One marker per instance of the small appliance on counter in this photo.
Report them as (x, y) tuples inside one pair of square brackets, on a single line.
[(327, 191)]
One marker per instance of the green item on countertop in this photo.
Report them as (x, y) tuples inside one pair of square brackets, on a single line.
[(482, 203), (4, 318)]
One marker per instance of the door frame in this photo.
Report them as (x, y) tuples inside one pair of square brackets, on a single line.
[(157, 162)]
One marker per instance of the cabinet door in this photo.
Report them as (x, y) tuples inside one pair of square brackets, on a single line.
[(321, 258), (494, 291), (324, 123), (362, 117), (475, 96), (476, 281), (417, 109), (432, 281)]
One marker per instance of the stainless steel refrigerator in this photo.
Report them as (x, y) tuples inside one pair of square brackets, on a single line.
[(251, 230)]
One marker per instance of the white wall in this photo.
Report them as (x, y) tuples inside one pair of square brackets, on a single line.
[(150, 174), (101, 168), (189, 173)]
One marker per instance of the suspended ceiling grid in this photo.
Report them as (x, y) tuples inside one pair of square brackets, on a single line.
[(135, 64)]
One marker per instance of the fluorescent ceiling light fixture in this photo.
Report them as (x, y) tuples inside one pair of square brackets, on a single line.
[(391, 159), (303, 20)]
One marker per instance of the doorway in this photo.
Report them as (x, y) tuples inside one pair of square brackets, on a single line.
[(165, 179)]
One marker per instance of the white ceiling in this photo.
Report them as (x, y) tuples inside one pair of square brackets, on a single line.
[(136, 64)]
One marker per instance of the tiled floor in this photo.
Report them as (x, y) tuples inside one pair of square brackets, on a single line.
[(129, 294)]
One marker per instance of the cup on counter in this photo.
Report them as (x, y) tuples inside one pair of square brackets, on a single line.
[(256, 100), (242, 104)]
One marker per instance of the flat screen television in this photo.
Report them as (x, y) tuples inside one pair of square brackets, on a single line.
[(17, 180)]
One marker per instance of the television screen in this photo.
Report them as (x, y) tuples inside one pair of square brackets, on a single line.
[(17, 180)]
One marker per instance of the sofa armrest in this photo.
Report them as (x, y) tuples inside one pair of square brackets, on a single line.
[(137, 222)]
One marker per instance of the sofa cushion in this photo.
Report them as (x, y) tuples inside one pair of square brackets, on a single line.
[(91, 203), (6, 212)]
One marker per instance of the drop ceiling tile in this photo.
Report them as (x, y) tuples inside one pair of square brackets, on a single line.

____________

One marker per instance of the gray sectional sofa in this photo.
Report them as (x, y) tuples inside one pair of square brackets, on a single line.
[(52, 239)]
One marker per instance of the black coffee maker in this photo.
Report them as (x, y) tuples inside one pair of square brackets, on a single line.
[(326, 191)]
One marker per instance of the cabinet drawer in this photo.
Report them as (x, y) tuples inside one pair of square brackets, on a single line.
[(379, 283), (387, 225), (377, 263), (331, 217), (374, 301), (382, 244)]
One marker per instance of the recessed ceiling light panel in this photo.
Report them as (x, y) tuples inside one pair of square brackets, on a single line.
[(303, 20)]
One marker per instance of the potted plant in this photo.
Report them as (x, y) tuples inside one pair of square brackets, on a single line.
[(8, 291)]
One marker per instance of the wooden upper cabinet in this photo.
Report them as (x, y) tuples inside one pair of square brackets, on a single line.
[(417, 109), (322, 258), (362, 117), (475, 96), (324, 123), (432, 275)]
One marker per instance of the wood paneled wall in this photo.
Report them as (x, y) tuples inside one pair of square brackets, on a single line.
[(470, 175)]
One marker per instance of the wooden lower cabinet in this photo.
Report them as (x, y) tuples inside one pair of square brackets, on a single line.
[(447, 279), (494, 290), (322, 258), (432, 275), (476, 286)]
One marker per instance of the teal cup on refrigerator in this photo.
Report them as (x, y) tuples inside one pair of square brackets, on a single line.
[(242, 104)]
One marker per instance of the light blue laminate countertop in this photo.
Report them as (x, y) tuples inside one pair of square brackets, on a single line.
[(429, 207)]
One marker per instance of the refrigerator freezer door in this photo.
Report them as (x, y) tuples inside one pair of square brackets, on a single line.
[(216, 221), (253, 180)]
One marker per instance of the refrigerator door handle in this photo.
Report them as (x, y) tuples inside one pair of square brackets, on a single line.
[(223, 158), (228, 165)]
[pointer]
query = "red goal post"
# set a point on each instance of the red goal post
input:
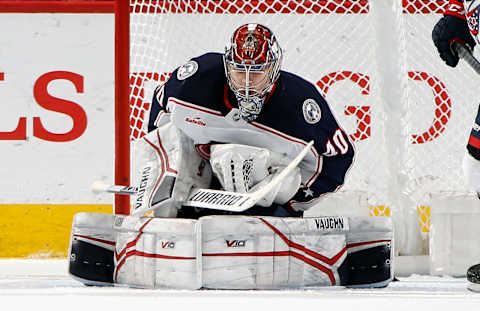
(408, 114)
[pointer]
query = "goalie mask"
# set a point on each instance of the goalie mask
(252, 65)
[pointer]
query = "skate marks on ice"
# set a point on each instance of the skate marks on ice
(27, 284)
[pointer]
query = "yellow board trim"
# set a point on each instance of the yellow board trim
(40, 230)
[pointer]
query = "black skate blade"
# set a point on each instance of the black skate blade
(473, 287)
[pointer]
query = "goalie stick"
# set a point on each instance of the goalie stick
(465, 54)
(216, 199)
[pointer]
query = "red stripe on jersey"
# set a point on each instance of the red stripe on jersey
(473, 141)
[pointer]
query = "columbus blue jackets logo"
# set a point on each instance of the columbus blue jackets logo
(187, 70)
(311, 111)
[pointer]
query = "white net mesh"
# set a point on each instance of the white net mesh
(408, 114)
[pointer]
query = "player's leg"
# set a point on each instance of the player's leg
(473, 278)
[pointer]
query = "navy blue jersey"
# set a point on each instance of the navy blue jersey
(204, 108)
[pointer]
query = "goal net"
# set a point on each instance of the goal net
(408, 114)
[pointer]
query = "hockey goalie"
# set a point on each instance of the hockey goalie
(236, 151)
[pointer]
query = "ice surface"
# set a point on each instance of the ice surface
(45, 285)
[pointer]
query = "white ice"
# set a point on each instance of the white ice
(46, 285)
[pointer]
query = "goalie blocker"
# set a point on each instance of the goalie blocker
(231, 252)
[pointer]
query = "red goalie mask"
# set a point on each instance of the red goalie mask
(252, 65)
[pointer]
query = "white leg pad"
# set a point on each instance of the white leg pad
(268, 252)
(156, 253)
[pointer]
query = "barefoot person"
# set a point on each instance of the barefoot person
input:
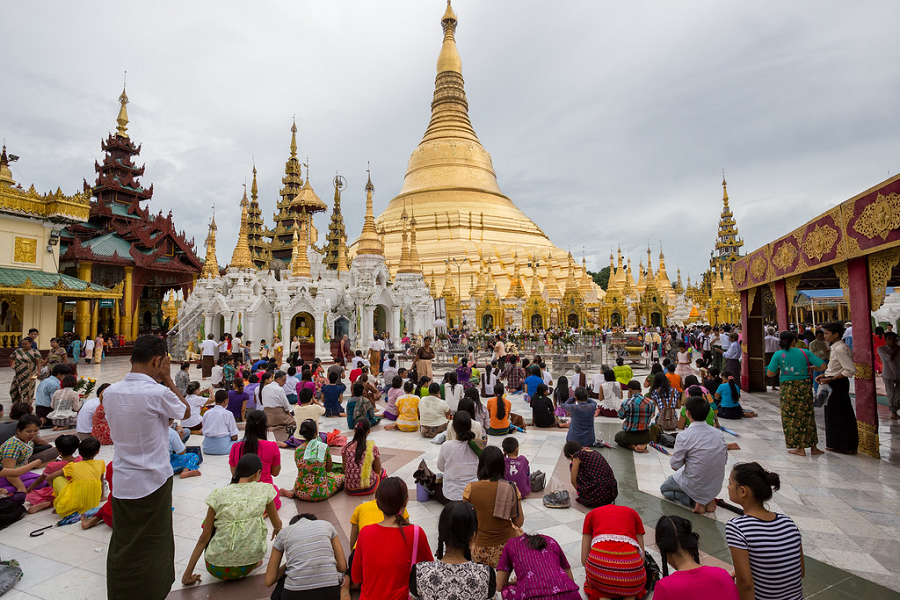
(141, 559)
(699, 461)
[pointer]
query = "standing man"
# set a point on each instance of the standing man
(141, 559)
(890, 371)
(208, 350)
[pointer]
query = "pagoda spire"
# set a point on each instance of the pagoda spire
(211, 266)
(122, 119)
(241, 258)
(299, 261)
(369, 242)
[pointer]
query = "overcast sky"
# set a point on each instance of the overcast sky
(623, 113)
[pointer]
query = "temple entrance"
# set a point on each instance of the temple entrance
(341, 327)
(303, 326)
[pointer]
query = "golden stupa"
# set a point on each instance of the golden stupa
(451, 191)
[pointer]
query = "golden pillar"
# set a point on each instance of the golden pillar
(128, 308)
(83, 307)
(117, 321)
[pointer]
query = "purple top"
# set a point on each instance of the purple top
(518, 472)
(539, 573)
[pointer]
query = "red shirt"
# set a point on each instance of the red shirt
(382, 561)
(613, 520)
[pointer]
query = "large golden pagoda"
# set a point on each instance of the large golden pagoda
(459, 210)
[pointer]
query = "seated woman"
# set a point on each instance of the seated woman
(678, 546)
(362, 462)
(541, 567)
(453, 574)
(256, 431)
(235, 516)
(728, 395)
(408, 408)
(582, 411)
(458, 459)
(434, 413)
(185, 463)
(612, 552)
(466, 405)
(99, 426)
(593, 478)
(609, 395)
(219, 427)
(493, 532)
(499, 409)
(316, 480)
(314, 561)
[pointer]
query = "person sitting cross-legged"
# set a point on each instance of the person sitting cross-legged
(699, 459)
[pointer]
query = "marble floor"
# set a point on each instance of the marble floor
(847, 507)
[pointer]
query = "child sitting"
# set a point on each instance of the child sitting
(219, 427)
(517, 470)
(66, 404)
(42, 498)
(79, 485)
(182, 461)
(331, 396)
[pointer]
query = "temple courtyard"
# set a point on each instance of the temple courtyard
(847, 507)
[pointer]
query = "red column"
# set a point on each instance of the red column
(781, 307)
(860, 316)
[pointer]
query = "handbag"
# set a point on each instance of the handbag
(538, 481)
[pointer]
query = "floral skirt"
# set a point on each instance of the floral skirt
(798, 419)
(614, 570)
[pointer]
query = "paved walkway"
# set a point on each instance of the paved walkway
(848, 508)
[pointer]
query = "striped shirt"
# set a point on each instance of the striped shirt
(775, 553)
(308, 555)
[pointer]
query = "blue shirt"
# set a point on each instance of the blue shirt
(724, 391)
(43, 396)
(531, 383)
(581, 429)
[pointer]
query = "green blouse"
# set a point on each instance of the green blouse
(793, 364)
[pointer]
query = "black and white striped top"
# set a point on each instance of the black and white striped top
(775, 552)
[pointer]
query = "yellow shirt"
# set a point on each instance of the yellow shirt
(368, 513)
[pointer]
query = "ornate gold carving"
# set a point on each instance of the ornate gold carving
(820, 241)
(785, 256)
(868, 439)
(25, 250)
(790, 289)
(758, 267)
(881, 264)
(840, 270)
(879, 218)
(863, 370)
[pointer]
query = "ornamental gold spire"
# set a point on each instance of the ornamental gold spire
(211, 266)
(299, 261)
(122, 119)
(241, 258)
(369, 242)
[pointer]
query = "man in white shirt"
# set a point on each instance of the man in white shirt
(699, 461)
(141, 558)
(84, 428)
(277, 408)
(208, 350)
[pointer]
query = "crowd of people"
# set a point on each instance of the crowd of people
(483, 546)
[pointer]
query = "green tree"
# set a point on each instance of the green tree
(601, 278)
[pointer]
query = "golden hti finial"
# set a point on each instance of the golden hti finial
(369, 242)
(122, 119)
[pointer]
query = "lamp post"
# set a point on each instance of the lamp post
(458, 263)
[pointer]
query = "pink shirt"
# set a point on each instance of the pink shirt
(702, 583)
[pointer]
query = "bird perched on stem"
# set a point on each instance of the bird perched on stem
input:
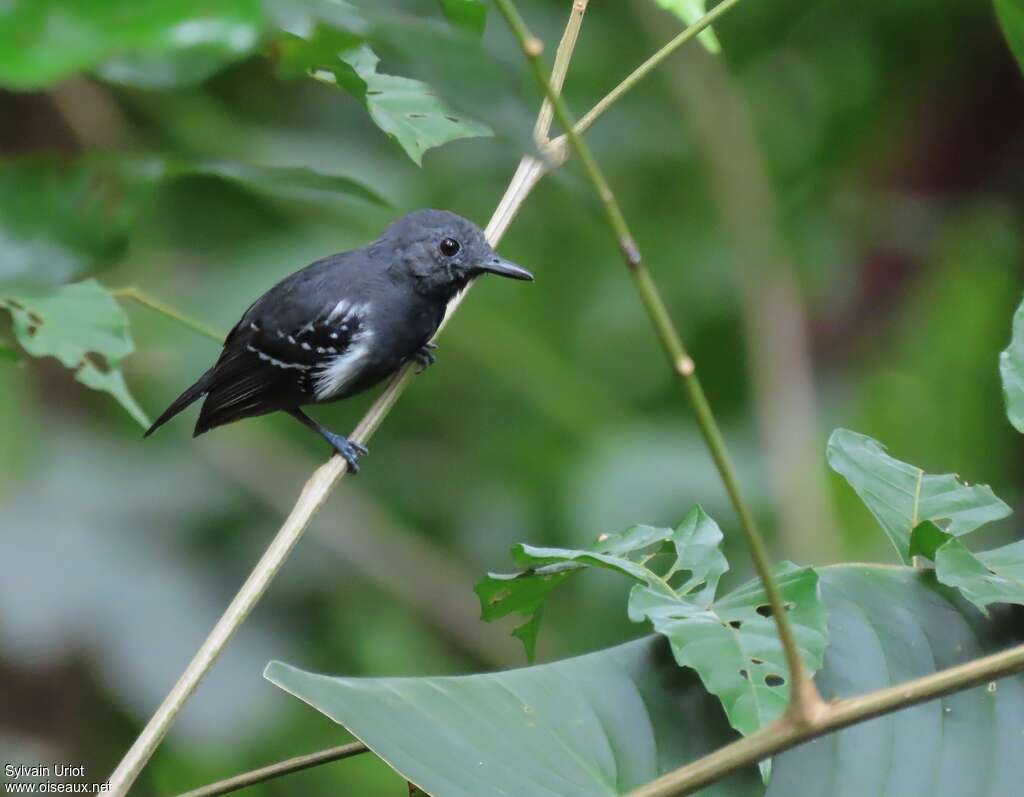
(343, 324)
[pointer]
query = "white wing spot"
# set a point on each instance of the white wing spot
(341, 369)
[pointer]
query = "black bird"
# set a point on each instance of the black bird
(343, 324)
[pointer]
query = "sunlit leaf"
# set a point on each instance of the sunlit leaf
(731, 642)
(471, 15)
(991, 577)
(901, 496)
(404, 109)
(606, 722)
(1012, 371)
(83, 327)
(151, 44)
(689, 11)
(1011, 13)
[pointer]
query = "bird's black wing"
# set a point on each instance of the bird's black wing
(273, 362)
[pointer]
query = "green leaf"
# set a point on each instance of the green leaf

____________

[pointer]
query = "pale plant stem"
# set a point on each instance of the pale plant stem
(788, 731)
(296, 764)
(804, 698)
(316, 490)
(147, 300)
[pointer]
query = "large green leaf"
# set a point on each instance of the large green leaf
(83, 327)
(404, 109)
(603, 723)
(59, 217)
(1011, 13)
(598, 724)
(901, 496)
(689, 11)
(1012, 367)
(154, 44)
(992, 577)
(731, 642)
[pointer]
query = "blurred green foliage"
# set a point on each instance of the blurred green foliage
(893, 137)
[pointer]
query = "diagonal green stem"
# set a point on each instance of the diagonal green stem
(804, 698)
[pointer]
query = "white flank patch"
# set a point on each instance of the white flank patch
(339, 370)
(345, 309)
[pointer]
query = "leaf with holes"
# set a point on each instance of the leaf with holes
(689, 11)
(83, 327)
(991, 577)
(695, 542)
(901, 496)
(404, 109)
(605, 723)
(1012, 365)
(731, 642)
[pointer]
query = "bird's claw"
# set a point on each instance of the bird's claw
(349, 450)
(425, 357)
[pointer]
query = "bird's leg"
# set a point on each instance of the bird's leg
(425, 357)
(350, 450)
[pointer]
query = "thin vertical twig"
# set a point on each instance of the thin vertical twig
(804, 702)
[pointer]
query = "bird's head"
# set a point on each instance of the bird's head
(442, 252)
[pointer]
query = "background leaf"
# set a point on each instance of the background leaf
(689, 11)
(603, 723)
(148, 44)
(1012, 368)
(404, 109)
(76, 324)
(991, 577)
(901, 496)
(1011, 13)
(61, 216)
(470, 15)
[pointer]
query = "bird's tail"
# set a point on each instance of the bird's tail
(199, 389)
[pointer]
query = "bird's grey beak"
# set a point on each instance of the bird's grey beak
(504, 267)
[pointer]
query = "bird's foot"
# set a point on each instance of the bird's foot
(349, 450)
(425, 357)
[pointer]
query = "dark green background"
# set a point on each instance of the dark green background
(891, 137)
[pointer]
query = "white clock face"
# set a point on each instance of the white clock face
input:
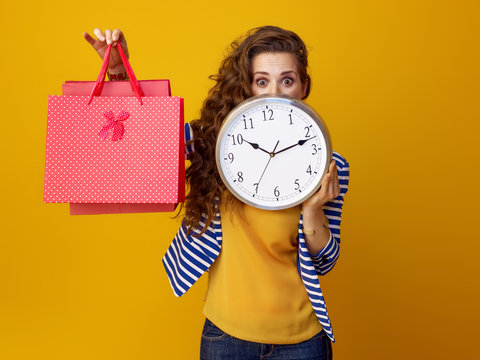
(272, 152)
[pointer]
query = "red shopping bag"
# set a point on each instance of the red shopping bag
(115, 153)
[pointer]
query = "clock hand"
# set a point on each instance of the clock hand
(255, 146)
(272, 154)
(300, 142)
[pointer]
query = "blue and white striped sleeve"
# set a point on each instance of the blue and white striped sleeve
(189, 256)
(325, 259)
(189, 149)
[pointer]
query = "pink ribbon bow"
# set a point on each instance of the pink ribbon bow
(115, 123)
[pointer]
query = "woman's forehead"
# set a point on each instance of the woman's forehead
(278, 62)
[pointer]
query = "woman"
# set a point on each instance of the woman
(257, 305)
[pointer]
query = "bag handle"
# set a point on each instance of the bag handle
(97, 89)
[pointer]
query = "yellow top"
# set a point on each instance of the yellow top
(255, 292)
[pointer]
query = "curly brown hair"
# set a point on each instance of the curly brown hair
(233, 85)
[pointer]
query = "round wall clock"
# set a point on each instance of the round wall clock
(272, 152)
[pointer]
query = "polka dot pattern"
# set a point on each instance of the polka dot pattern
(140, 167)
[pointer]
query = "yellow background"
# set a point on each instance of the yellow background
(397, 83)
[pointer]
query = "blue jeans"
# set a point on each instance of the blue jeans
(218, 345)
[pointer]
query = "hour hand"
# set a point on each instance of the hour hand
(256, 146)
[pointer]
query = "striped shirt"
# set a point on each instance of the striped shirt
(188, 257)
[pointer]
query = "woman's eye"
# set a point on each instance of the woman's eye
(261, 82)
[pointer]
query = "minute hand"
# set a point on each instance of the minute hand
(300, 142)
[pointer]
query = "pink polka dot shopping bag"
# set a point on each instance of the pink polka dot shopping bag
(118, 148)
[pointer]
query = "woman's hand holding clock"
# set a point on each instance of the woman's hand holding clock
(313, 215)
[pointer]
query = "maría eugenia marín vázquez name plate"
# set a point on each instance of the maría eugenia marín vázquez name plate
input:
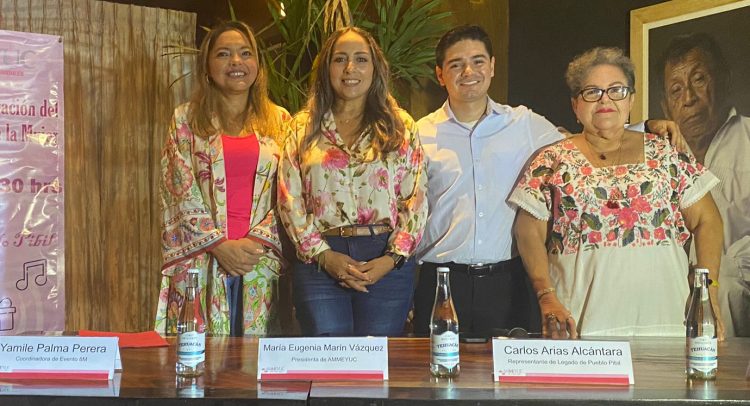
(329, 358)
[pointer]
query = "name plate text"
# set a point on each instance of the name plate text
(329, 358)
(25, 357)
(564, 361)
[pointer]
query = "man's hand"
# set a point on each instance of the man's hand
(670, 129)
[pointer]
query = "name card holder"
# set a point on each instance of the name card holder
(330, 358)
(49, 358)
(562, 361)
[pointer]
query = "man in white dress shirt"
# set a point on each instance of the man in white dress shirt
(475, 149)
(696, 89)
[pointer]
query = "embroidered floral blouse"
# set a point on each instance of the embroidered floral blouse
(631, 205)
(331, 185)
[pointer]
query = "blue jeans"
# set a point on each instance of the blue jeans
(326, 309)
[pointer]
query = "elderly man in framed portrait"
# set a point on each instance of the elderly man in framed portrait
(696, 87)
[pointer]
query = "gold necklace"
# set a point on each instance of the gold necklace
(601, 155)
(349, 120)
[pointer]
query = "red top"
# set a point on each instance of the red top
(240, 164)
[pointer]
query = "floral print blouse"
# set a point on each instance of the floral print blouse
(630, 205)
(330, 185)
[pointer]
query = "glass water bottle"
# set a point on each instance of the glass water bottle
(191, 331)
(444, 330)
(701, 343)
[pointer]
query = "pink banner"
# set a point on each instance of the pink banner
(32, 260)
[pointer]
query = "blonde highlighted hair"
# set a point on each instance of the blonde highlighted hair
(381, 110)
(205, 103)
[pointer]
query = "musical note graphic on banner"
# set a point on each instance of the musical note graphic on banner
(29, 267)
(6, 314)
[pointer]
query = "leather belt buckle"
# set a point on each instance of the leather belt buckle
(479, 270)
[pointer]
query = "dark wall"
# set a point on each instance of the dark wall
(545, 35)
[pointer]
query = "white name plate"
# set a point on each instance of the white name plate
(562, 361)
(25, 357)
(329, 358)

____________

Render everything in the entries above, from the line containing "One marker per instance of the small" down to the line containing "[(165, 179)]", as a Markdown table with the columns Row and Line. Number each row and skip any blank lines.

| Row | Line |
|---|---|
| 1 | One marker per instance of the small appliance on counter in this photo. |
| 2 | Report them as (x, y) tuples inside one pair of square brackets, on a single line. |
| 3 | [(327, 191)] |
| 4 | One marker per instance of the green item on countertop in this photo. |
| 5 | Report them as (x, y) tuples inside one pair of square brackets, on a single line. |
| 6 | [(482, 203), (4, 318)] |
| 7 | One marker per instance of the door frame in this photo. |
| 8 | Report them as (x, y) tuples inside one pair of square brackets, on a single line. |
| 9 | [(157, 162)] |
| 10 | One marker per instance of the cabinet door in this photo. |
| 11 | Report them as (x, y) tuples inside one pair of square brackets, on a single line. |
| 12 | [(321, 258), (494, 291), (324, 123), (362, 117), (475, 96), (476, 281), (417, 109), (432, 281)] |
| 13 | One marker per instance of the stainless steel refrigerator in this photo. |
| 14 | Report them as (x, y) tuples inside one pair of square brackets, on a single line. |
| 15 | [(251, 230)] |
| 16 | One marker per instance of the white wall in this photo. |
| 17 | Report them as (x, y) tuples inside one pair of square brackets, on a single line. |
| 18 | [(150, 174), (101, 168), (189, 173)] |
| 19 | One marker per instance of the suspended ceiling grid in this photo. |
| 20 | Report them as (x, y) tuples inside one pair of square brackets, on a single line. |
| 21 | [(135, 64)] |
| 22 | One marker per instance of the fluorescent ceiling light fixture in this photo. |
| 23 | Report them as (x, y) tuples inside one pair of square brackets, on a single line. |
| 24 | [(391, 159), (303, 20)] |
| 25 | One marker per instance of the doorway in this photo. |
| 26 | Report them as (x, y) tuples inside one pair of square brackets, on a single line. |
| 27 | [(165, 179)] |